[Referring expression pointing data]
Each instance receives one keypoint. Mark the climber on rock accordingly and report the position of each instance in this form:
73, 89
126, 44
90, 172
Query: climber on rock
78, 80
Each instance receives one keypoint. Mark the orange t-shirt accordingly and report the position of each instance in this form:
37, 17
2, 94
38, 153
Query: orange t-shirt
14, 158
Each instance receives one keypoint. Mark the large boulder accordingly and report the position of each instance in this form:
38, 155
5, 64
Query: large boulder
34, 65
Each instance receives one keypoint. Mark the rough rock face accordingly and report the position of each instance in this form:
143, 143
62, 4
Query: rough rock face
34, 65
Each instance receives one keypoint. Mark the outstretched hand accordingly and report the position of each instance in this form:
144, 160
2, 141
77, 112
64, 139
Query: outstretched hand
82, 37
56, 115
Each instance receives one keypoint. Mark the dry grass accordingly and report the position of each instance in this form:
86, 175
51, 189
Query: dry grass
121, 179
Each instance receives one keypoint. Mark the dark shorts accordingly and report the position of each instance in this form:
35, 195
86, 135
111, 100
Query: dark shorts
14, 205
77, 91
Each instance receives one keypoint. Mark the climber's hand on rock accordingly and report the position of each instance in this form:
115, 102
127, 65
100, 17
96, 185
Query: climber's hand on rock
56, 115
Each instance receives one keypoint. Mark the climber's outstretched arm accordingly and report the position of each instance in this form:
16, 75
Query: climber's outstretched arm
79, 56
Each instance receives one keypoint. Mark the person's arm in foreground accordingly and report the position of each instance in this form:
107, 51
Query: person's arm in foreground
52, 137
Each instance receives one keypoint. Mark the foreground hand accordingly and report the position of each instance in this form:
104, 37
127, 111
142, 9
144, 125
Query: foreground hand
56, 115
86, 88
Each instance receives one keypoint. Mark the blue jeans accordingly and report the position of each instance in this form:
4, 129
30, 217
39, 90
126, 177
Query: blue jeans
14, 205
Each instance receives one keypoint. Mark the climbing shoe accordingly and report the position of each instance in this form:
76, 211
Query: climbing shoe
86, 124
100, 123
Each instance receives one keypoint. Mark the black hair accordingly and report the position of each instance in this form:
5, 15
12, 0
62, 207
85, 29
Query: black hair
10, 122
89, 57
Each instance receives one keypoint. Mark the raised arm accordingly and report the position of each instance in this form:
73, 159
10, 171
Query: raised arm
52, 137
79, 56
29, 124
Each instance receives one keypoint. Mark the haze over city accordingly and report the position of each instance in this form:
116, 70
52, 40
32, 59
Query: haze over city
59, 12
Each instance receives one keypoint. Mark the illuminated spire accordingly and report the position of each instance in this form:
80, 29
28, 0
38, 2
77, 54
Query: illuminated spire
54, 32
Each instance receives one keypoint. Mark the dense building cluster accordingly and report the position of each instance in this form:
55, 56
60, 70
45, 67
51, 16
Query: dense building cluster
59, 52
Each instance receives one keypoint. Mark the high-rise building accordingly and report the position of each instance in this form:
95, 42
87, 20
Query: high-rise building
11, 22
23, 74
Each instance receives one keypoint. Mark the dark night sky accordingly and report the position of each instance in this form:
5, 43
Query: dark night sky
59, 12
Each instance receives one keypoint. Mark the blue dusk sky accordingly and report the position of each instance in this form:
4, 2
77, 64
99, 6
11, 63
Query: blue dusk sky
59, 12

**About this exercise:** Return the data in full, exactly as it appears above.

**Problem solution:**
Each instance receives one keypoint. Mark the climber on rock accordingly and report the position of each instance in this form:
73, 89
126, 44
90, 172
Query: climber on rock
78, 80
Each instance receives one keypoint. Mark the orange t-shirt accordingly and report the position of each instance in this form:
37, 17
2, 94
38, 153
Query: orange t-shirt
14, 158
Each instance receives one keypoint. Mark the large boulder accordingly and report the position of each instance in this form:
38, 155
5, 64
Query: large boulder
34, 65
Each instance receives one keypoint. Mark the rough rock face accordingly and report the position of each instance in this form:
143, 143
62, 4
Query: rough rock face
34, 65
Each instance receives one keypoint. Mark the outstretched hand accordingly and report the position of each instance in this form:
144, 160
2, 141
77, 112
64, 139
Query: outstretched hand
82, 37
56, 115
Each instance receives one keypoint. Mark the dry grass accordingly and report the position of each instance in this form:
86, 175
51, 189
Query: dry grass
121, 179
Each instance receives one keypoint. Mark the dark shorts accordingly and report the position of each instance in this form:
35, 195
86, 135
111, 100
Query: dark shorts
14, 205
77, 91
Each instance receives one keypoint. Mark the climber's hand on rock accordingly and report the position of each instance in this form:
115, 102
127, 65
100, 17
96, 185
Query: climber's hand on rock
56, 115
Each instance receives one keypoint. Mark the climber's outstretched arm accordingly and report the position of each instance in this form:
16, 75
Query: climber's outstretched arm
79, 56
Each instance receives one keypoint. Mark the person's arm in foreground accordingly and report the position of each instance in this form:
107, 51
Query: person's arm in foreground
52, 137
Each instance receives one keypoint. Mark the foreground hand accordingly and report the position of each instance in this form:
104, 37
127, 111
142, 9
144, 125
Query: foreground hand
56, 115
86, 88
Each instance receives one keypoint. Mark the blue jeans accordingly and report the position of each instance in this form:
4, 129
30, 217
39, 90
126, 177
Query: blue jeans
14, 205
Each instance receives one keypoint. Mark the climbing shoe accordingly and report the position of each instance in this form:
76, 211
Query: climbing shoe
86, 124
100, 123
Each instance receives one keypoint. Mark the black hair accordingly and report the position of each instance in this form:
5, 15
12, 0
62, 207
85, 29
Query: black hair
10, 122
89, 57
Each instance receives one keypoint. Mark the raised arm accordingly and report the position of each instance in this form:
73, 159
10, 171
Query: raised arm
52, 137
79, 56
29, 124
Each instance receives one keypoint. Mark the haze over city accordingly and report the position of each instance in this form:
116, 70
52, 40
32, 59
Query: haze over city
59, 12
Each instance receives one keypoint. Mark the illuminated spire accordingly and report the position of each instance in this form:
80, 29
28, 0
38, 2
77, 54
Query: illuminated spire
54, 32
Each instance receives one keypoint. Mark the dense building cluster accordingly and report the position of each instance in this form:
55, 56
60, 70
45, 67
51, 16
Query: dense building cluster
59, 52
Each instance receives one keypoint. Mark the high-rise building accordingly and report the position of each instance in this form:
95, 42
87, 20
Query: high-rise building
11, 22
23, 74
Each instance receives one keypoint. Mark the dark night sky accordingly and report the position of each instance in this form:
5, 43
Query: dark night sky
59, 12
Each instance receives one keypoint. Mark the blue dusk sky accordingly and report the position of each instance in this form:
4, 2
77, 64
99, 6
11, 63
Query: blue dusk sky
59, 12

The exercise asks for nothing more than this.